What the task requires - Repeat the material exactly, leaving nothing out.
..............................
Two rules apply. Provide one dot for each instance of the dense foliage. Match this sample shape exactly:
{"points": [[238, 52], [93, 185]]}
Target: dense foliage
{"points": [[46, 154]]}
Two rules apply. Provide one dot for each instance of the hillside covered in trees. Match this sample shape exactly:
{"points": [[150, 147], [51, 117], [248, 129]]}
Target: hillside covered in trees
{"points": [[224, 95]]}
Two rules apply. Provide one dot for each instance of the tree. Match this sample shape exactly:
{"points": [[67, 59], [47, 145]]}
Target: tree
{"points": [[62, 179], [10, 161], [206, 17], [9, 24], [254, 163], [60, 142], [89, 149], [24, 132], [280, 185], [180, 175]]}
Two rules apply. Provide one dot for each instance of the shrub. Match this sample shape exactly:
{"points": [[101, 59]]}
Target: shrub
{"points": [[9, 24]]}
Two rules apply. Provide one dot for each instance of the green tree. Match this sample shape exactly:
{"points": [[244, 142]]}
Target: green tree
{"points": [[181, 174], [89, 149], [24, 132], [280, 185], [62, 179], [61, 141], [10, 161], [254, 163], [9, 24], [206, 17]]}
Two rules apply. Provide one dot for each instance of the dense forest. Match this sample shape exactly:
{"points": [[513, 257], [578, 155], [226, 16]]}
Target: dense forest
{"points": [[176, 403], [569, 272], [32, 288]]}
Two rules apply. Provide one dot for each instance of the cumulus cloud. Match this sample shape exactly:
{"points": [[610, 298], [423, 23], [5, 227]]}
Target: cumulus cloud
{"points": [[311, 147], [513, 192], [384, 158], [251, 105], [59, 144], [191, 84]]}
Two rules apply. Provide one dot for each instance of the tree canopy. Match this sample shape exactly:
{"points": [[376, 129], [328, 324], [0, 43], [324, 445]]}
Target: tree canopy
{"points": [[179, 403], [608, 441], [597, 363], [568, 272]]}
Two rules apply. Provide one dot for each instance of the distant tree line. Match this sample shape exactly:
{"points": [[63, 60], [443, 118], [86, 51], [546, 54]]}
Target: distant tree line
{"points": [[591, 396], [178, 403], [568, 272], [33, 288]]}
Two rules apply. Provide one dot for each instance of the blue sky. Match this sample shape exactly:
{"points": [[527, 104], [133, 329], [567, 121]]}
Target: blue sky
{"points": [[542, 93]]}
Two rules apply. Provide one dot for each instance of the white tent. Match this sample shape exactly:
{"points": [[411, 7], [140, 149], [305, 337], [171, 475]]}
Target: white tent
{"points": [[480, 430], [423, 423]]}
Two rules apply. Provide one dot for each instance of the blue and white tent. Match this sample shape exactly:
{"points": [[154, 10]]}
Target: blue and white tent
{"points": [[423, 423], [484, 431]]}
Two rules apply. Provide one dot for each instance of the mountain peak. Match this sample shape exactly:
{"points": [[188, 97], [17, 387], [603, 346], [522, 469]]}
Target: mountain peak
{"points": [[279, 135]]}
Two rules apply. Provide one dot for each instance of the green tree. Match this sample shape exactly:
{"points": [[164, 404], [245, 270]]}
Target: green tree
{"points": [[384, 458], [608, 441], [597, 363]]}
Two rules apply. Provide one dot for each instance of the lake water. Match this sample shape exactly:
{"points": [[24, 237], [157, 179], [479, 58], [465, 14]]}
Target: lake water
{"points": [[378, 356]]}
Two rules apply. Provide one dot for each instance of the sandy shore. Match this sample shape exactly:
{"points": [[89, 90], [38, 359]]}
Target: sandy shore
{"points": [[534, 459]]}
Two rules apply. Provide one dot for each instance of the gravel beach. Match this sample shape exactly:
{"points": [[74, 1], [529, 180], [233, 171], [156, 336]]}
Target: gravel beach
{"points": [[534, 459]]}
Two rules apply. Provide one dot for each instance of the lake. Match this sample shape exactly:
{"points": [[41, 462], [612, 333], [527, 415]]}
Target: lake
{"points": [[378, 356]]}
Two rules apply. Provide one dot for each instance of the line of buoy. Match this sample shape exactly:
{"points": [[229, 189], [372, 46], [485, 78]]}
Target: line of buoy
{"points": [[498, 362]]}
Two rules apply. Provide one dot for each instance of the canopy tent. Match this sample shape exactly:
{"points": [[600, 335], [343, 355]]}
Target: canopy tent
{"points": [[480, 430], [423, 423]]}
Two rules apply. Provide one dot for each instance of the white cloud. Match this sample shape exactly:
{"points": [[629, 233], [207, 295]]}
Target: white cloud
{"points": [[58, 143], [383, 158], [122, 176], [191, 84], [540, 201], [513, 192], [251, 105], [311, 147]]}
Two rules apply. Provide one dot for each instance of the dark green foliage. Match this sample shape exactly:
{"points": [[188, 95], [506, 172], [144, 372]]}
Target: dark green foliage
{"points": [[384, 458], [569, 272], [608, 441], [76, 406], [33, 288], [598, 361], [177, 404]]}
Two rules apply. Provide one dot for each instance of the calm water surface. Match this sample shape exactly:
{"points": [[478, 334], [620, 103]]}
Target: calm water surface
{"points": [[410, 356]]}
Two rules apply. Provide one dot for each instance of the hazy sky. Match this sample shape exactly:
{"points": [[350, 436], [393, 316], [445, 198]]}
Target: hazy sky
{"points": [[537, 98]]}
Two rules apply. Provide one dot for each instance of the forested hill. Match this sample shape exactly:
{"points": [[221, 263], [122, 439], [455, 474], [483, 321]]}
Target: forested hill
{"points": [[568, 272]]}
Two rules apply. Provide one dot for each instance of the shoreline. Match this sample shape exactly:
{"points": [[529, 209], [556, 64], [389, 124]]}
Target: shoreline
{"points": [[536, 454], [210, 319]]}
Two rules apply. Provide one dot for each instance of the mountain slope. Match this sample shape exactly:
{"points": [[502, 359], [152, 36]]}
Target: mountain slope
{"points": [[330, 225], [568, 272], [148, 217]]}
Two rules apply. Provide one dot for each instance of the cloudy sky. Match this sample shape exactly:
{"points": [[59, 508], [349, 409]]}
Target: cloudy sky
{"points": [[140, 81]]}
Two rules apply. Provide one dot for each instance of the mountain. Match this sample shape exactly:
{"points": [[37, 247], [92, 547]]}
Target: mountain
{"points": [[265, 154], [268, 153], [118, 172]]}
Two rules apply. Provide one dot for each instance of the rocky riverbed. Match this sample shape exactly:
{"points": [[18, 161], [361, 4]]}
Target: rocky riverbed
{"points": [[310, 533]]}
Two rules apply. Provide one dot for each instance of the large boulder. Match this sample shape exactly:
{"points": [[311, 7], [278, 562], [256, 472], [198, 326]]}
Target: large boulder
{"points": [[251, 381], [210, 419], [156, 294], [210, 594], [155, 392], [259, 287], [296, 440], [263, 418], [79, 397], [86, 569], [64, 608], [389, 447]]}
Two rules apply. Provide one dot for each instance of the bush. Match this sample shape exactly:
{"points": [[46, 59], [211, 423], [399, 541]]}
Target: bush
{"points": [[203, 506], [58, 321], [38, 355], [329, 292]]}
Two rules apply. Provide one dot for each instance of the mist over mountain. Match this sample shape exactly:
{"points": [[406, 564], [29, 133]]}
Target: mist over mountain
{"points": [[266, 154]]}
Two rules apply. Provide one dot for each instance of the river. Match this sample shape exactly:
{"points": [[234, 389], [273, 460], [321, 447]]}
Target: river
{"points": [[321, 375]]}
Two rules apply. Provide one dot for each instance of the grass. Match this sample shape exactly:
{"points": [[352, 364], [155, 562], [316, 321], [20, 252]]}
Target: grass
..............................
Task answer -
Two rules apply. Provide one dot for each instance of the dense foliage. Match this sample shape exactly:
{"points": [[238, 52], [93, 185]]}
Target: dense foliage
{"points": [[46, 154]]}
Two rules apply. Provide one dot for each instance of the hillside covered in trees. Match this sample shape exactly:
{"points": [[150, 147], [51, 117], [248, 129]]}
Target: hillside covered in trees
{"points": [[224, 95]]}
Two rules apply. Provide one dot for each instance of the tree. Match this sample shape exactly:
{"points": [[67, 59], [47, 145]]}
Target: tree
{"points": [[62, 179], [10, 161], [206, 17], [9, 24], [254, 163], [60, 142], [89, 149], [24, 132], [280, 185], [180, 175]]}
Two rules apply. Provide one dot for each instance of the shrub. Match this sample shape exactly:
{"points": [[101, 59]]}
Target: shrub
{"points": [[9, 24]]}
Two rules apply. Provide one dot for each instance of the green tree. Match this sample shape exactly:
{"points": [[244, 142]]}
Target: green tree
{"points": [[181, 174], [89, 149], [24, 132], [280, 185], [62, 179], [61, 141], [10, 161], [254, 163], [9, 24], [206, 17]]}
Two rules apply. Provide one dot for each instance of the dense forest. Match this sample shape exactly:
{"points": [[513, 257], [578, 155], [226, 16]]}
Target: dense forest
{"points": [[176, 403], [569, 272], [32, 288]]}
Two rules apply. Provide one dot for each instance of the cumulus cloud. Match this sample shape exactly:
{"points": [[610, 298], [423, 23], [5, 227]]}
Target: cumulus cloud
{"points": [[311, 147], [513, 192], [384, 158], [251, 105], [59, 144], [191, 84]]}
Two rules apply. Provide one dot for each instance of the tree canopy. Match this sample shape exactly:
{"points": [[376, 129], [328, 324], [0, 43], [324, 445]]}
Target: tree canopy
{"points": [[179, 403], [608, 441], [597, 363], [568, 272]]}
Two rules apply. Provide one dot for each instance of the distant tree line. Match this sample shape exactly:
{"points": [[63, 60], [443, 118], [86, 51], [546, 54]]}
Target: distant tree line
{"points": [[591, 396], [178, 403], [568, 272], [33, 288]]}
Two rules apply. Provide one dot for each instance of the blue sky. Match this sample shape exactly:
{"points": [[527, 104], [133, 329], [567, 121]]}
Target: blue sky
{"points": [[542, 93]]}
Two rules apply. Provide one dot for each instance of the white tent. Match this sample shape exactly:
{"points": [[411, 7], [140, 149], [305, 337], [171, 475]]}
Target: white tent
{"points": [[480, 430], [423, 423]]}
Two rules apply. Provide one dot for each instance of the blue and white tent. Match this sample shape exactly:
{"points": [[154, 10]]}
Target: blue and white tent
{"points": [[423, 423], [484, 431]]}
Two rules apply. Provide one dot for each instance of the mountain peak. Match this sample shape exactly:
{"points": [[188, 97], [17, 387], [603, 346], [522, 469]]}
Target: mountain peak
{"points": [[279, 135]]}
Two rules apply. Provide one dot for each instance of the green tree. Match this sample shape exactly:
{"points": [[164, 404], [245, 270]]}
Target: green tree
{"points": [[384, 458], [608, 441], [597, 363]]}
Two rules apply. Provide one dot for each instance of the lake water. Match this sample shape exactly:
{"points": [[24, 237], [157, 179], [479, 58], [465, 14]]}
Target: lake water
{"points": [[378, 356]]}
Two rules apply. Provide one dot for each instance of the sandy shore. Match this sample shape exactly:
{"points": [[89, 90], [38, 359]]}
Target: sandy shore
{"points": [[534, 459]]}
Two rules apply. Provide one dot for each instance of the gravel beach. Match this sample shape exactly:
{"points": [[74, 1], [529, 180], [233, 171], [156, 336]]}
Target: gravel beach
{"points": [[534, 459]]}
Two rules apply. Provide one dot for each instance of the lake. Match this sample shape exactly:
{"points": [[41, 462], [612, 333], [527, 415]]}
Target: lake
{"points": [[378, 356]]}
Two rules apply. Provide one dot for each instance of the line of buoy. Match this sample shape exactly:
{"points": [[229, 189], [372, 46], [485, 78]]}
Target: line of buoy
{"points": [[498, 362]]}
Two rules apply. Provide one dot for each instance of the canopy tent. Match this sample shape exactly:
{"points": [[600, 335], [343, 355]]}
Target: canopy tent
{"points": [[480, 430], [423, 423]]}
Two rules apply. Provide one dot for each instance of the white cloud. Match this sample shape exactly:
{"points": [[629, 233], [207, 295]]}
Target: white cloud
{"points": [[58, 143], [383, 158], [122, 176], [191, 84], [540, 201], [513, 192], [251, 105], [311, 147]]}
Two rules apply. Provide one dot for each instance of the dark green foliage. Match this sample shape exactly:
{"points": [[188, 95], [506, 172], [144, 372]]}
Target: dark green foliage
{"points": [[384, 458], [569, 272], [608, 441], [76, 406], [33, 288], [598, 361], [177, 404]]}
Two rules apply. Provide one dot for each instance of the calm water surface. Match this sample shape exactly:
{"points": [[478, 334], [620, 103]]}
Target: calm water surface
{"points": [[410, 356]]}
Two rules apply. Provide one dot for each instance of the hazy sky. Match this sample shape exactly:
{"points": [[350, 436], [393, 316], [445, 198]]}
Target: hazy sky
{"points": [[537, 98]]}
Two rules apply. Provide one dot for each instance of the forested hill. Match this sample shape exactly:
{"points": [[221, 263], [122, 439], [455, 474], [483, 321]]}
Target: forested hill
{"points": [[568, 272]]}
Two rules apply. Provide one dot for each instance of the shoreline. Match this sample shape exactly:
{"points": [[529, 209], [556, 64], [389, 124]]}
Target: shoreline
{"points": [[536, 454], [210, 319]]}
Two rules apply. Provide one dot for each instance of the mountain slope. Match this sample shape exactly:
{"points": [[502, 359], [152, 36]]}
Target: mountain slope
{"points": [[330, 225], [568, 272], [148, 217]]}
Two rules apply. Provide one dot for each instance of the cloudy sky. Match this sample shape exactly:
{"points": [[59, 508], [349, 409]]}
Target: cloudy sky
{"points": [[140, 81]]}
Two rules apply. Provide one dot for each instance of the mountain. Match this sample shape exactly:
{"points": [[37, 247], [92, 547]]}
Target: mountain
{"points": [[265, 154], [268, 153], [118, 172]]}
Two rules apply. Provide one dot for each instance of the rocky riverbed. Match this sample shape exactly:
{"points": [[18, 161], [361, 4]]}
Target: rocky riverbed
{"points": [[310, 533]]}
Two rules apply. Provide one dot for each instance of the large boulder. Match this sample shape exactly:
{"points": [[311, 7], [278, 562], [256, 472], [198, 326]]}
Target: large boulder
{"points": [[251, 381], [210, 419], [156, 294], [210, 594], [155, 392], [259, 287], [296, 440], [263, 418], [79, 397], [86, 569], [64, 608], [389, 447]]}
Two rules apply. Provide one dot for each instance of the bush. Match this sample shape exactly:
{"points": [[46, 59], [211, 423], [399, 541]]}
Target: bush
{"points": [[203, 506], [58, 321], [38, 355], [329, 292]]}
Two rules apply. Provide one dot for each instance of the mist over mountain. Match this sample shape exactly:
{"points": [[406, 564], [29, 133]]}
Target: mist over mountain
{"points": [[266, 154]]}
Two rules apply. Provide one dot for each instance of the river. Match this sample shape exactly:
{"points": [[234, 389], [273, 460], [321, 447]]}
Target: river
{"points": [[321, 375]]}
Two rules apply. Provide one dot for each instance of the grass. Match this sample shape exactly:
{"points": [[352, 364], [155, 562], [316, 321], [20, 252]]}
Target: grass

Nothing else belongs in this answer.